January 22, 2009 at 5:48 AM

Yvonne said...

About time. The charges will be pay to play under the unfair honest public offical act/statute, I bet. Bye Bye Birdy and the tax payers will not have to pay these corrupt Judges Pensions and Retirements. Keep looking you will find more, plus this Judges will sing and sing. Honorable Men always tell the truth once they are caught.

January 22, 2009 at 5:54 AM

J.Wallace said...

3 Down and dozens to go ...... VOTE DEMOCRAT

January 22, 2009 at 6:06 AM

taxpayer tooo !! said...

Its about TIME. I Hope they HANG THEM ALL. I also hope each 1 of them sit their A---- IN JAIL. NOT JUST A SLAP ON THE WRIST. WE NEED TO EXTERMINATE THAT CASTLE SOON. NOTHING BUT A BUNCH OF TERMITES. GO GET THEM & HANG THEM.. BRING BACK HONEST JUDGE LAKUTA. SHE MAY HAVE HAD A COUPLE FAULTS, BUT NOT LIKE THESE OTHER LIAR'S & THEIF'S. KARMA..

January 22, 2009 at 6:37 AM

Jeff said...

Just knowing that at least three of the corrupted jerks at the dome will finally face their crimes, will be like a breath of fresh air to most. It's a start in the right direction. I'm sure once these three are exposed, they'll sing like rats and their fellow cronies too will fall. Nothing is going to change in Luzerne County until the last of the garbage is removed. "the investigation began after it was learned that some court orders directing the forfeiture of gambling proceeds did not go through the District Attorney’s office, but instead were presented directly to the court administrator’s office." Wonder how long that was going on, and just HOW much money is involved.

January 22, 2009 at 6:50 AM

Cityrefugee said...

Yeah, I'll believe it when I see it.

January 22, 2009 at 7:09 AM

Skeptical said...

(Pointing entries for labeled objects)

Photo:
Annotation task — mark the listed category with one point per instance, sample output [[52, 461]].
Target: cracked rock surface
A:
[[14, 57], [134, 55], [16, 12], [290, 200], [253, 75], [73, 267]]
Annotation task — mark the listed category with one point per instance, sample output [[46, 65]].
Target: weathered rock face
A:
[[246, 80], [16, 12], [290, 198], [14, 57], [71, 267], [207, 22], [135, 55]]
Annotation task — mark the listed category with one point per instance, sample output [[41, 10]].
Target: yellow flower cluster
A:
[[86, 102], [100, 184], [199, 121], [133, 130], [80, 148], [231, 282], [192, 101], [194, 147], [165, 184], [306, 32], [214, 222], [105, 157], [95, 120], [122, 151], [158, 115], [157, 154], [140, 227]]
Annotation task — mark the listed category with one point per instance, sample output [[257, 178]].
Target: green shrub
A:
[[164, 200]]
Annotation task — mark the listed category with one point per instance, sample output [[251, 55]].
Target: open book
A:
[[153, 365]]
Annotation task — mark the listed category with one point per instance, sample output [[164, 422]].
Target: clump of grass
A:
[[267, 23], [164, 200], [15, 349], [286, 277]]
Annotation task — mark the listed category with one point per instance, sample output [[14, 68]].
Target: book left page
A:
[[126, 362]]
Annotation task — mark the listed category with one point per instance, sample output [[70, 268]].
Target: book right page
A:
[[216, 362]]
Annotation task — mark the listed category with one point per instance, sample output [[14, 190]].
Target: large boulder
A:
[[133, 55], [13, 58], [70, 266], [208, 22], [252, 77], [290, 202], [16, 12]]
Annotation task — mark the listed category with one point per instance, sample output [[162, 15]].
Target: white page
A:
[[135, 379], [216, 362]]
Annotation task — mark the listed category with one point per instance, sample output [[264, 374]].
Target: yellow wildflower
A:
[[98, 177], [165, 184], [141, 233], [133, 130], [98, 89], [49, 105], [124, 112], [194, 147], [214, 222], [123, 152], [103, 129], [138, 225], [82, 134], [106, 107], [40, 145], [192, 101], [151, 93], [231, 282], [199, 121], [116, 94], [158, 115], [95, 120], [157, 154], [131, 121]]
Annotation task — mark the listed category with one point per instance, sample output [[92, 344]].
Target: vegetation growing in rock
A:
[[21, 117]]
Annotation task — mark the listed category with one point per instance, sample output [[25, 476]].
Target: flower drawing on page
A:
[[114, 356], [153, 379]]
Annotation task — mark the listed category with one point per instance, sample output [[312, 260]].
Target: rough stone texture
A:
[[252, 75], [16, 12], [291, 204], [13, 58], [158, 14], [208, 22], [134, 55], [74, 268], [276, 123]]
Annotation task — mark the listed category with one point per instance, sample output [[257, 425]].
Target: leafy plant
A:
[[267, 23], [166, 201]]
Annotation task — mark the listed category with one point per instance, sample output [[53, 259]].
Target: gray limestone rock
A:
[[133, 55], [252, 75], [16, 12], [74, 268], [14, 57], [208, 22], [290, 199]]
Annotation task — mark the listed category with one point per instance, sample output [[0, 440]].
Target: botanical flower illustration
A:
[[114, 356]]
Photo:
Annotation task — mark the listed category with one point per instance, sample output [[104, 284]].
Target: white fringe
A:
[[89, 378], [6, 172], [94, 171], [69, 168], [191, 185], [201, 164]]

| JOBS |
• 1. Retype the comment thread about the Luzerne County judges between "Just knowing that" and "Skeptical said...", inclusive.
• 2. Write what comes next in the comment thread about the Luzerne County judges, starting right after its final line.

| RESPONSES PER TASK |
• 1.
Just knowing that at least three of the corrupted jerks at the dome will finally face their crimes, will be like a breath of fresh air to most. It's a start in the right direction. I'm sure once these three are exposed, they'll sing like rats and their fellow cronies too will fall. Nothing is going to change in Luzerne County until the last of the garbage is removed. "the investigation began after it was learned that some court orders directing the forfeiture of gambling proceeds did not go through the District Attorney’s office, but instead were presented directly to the court administrator’s office." Wonder how long that was going on, and just HOW much money is involved.

January 22, 2009 at 6:50 AM

Cityrefugee said...

Yeah, I'll believe it when I see it.

January 22, 2009 at 7:09 AM

Skeptical said...

• 2.
I'm trying to put it in perspective, there are accused murderers that go through this entire process and sentenced faster than this investigation. Don't get me wrong, for the sake of expediency I do not want the investigation to be incomplete, but let the hammer drop already. I want to see this investigation produced and aired on A&E's FBI Files or as a Law & Order Episode!! Talk about good TV ratings.

January 22, 2009 at 7:46 AM

RWilliams said...

Robert Powell, isn't he Skreps friend?

January 22, 2009 at 7:52 AM

Carlton said...

Voting DemocRAT is what got us into this mess!

January 22, 2009 at 8:36 AM

HEY! said...

Well it's about time. The entire county needs a good cleaning out!

January 22, 2009 at 8:42 AM

scott said...

Bye, bye chitarella and conehan. You're as wrong as my spelling of your names! I just hope they put you both in with Bubba! Who's next? Gusty, Hydie, Skreppy, Fishy. Should charges not be brought against Hun, Rodant, and Harnishfinger also?

January 22, 2009 at 9:04 AM

jan said...

Long, long overdue.

January 22, 2009 at 9:14 AM

Clown Oliphip said...

Clean the courthouse out and start anew

January 22, 2009 at 9:18 AM

Only three? said...

We waiting all this time and only three get charged?!?! You got to be kidding me?

January 22, 2009 at 9:32 AM

B said...

J. Wallace, while I don't disagree there may be dozens to go in order to clean up the courthouse, the second half of your comment is laughable! If you look at present times and as far back as 15 to 20 years Democrats have been at the helm. Presently, the majority of the row offices are held by democrats. Democrats have also controlled 2 of the 3 Commissioners’ seats for years. I believe it hasn’t been since the middle to late eighties that the commissioner’s office was controlled by republicans (Trinisewski / Phillips). That being said, everyone’s disgust and disdain for the way the county has been run has been on the democrats watch!! Make no mistake; this is not my plug for the Republican Party or their rule. Unfortunately, I’m not sure what or who the answer is! Maybe its time to revisit the idea of home rule for the county in order to take power out of the hands of the few and place it in the hands of many. It seems that may create a better system of checks and balance.

January 22, 2009 at 9:33 AM

fed said...

About time. Next should be the debit card crew. Let's get rid of all the bums.

January 22, 2009 at 9:36 AM

lee said...

Here is an expression we may not have to use much longer.....President Judge Mark Ciavarella.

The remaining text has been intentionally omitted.